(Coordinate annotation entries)
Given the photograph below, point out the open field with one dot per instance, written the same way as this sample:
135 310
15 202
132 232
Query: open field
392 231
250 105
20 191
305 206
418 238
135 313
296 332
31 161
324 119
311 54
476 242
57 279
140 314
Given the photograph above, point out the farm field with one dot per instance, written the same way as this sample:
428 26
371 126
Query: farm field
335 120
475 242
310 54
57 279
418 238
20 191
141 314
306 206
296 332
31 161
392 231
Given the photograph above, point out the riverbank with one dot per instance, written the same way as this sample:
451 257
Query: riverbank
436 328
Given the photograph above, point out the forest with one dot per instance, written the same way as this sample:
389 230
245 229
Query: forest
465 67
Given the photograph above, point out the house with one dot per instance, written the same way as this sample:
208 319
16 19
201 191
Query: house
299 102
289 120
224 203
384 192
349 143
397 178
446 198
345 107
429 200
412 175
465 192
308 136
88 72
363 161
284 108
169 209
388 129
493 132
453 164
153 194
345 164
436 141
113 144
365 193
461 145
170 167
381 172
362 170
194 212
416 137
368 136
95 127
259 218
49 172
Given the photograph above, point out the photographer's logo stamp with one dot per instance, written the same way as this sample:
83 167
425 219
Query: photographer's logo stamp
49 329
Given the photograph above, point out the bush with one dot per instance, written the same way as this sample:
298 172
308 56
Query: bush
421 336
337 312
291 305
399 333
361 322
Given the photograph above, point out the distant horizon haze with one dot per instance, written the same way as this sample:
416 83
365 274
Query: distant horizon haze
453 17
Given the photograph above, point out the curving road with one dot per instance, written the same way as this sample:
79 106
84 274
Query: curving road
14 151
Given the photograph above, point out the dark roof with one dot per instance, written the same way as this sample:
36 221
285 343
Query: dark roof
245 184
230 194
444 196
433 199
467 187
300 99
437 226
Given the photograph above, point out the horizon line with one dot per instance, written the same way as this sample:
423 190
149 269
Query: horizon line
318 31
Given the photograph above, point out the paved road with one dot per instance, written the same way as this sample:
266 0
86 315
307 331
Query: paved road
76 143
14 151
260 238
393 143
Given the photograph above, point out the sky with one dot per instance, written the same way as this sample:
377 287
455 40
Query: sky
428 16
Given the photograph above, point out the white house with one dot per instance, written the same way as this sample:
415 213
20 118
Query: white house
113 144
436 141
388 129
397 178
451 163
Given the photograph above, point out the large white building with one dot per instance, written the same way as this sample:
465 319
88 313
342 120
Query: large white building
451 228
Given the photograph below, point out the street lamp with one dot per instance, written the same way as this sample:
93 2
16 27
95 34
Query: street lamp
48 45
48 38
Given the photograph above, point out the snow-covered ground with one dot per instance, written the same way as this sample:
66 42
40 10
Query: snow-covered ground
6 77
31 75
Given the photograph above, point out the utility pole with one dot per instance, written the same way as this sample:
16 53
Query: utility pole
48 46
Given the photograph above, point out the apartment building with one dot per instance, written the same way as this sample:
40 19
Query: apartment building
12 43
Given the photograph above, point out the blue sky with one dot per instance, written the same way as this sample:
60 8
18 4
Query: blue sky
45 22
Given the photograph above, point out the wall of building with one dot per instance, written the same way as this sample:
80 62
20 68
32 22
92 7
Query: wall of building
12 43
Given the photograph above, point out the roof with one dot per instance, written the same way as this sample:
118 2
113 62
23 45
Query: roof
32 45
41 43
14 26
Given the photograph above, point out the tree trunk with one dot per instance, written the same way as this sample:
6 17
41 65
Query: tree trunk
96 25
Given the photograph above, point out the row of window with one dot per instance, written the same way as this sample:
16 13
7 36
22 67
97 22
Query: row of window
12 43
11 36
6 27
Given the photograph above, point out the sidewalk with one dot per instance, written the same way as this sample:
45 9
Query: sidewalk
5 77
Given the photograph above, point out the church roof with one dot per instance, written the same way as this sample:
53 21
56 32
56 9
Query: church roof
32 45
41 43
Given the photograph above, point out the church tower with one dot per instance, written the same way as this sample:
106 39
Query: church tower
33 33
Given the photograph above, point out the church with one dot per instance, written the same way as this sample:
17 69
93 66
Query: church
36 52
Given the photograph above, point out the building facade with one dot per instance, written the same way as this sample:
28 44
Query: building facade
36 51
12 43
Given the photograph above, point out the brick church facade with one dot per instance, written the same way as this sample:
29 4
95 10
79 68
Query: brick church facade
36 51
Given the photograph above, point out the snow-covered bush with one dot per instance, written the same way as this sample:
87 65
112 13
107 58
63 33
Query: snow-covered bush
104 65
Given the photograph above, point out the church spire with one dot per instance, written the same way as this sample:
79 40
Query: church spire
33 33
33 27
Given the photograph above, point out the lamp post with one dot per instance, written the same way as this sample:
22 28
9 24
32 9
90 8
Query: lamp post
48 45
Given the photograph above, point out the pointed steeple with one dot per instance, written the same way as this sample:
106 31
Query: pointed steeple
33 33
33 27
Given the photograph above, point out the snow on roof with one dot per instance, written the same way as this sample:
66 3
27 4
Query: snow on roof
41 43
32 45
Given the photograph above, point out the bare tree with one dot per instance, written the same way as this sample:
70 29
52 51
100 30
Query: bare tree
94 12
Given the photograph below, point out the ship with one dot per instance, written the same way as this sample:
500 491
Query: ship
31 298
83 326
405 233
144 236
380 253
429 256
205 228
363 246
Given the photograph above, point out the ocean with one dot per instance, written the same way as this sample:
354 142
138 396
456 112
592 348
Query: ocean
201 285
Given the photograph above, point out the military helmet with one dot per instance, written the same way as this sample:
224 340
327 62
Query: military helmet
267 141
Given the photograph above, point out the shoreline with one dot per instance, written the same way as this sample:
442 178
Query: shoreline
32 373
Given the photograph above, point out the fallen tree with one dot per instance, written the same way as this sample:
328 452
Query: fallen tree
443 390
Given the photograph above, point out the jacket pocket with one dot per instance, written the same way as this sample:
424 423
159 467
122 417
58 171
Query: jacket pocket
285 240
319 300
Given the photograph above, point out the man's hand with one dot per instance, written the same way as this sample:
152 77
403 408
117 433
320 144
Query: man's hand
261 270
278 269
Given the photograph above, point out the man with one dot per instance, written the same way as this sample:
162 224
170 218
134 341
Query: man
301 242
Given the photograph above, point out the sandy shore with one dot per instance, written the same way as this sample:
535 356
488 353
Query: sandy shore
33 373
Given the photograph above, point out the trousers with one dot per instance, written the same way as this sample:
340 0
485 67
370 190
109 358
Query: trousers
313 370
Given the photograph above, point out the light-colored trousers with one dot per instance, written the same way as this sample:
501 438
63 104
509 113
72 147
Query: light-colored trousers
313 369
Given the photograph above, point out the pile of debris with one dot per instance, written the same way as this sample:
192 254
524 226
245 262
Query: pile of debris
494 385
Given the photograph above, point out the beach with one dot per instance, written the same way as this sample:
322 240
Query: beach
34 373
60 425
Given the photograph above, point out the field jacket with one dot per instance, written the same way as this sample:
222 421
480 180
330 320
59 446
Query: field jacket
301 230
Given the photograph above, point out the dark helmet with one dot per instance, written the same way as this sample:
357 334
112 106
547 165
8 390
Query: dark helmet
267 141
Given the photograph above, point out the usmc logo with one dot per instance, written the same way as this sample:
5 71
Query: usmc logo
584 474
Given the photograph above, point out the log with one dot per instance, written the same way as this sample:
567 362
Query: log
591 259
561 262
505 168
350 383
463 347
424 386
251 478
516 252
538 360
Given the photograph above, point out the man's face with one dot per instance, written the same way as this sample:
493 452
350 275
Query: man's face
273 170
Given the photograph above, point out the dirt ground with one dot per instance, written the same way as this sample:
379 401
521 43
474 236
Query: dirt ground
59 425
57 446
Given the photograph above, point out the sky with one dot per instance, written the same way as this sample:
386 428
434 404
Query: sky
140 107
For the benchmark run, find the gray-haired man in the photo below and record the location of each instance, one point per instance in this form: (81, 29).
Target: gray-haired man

▸ **Do this**
Give back the lines of the listing from the one with "Given the photograph above, point out the usmc" through the end, both included, exactly as written and with nothing added.

▸ **Answer below**
Given the photograph above, point out the usmc logo with one dot per instance, written the same way as this sample:
5 71
Query: usmc logo
584 474
Given the photograph above, point out the log with one dot per instance, written the same way as this sample:
567 362
Query: log
591 259
561 262
505 168
350 383
463 347
424 386
251 478
516 252
538 360
Given the photograph above, point out the man's face with one dot per instance, written the same way as this sample:
493 452
350 275
Query: man's face
273 170
Given the photograph above, point out the dirt ground with one dot per instance, written the same way as this sample:
379 401
521 43
474 236
Query: dirt ground
59 425
57 446
Given the photograph above, point out the sky with one dot per instance, written the same way as this sample:
386 428
434 404
Query: sky
140 107
For the benchmark run, find the gray-haired man in the photo below and record the location of each instance, one point per instance in this form: (81, 29).
Target: gray-haired man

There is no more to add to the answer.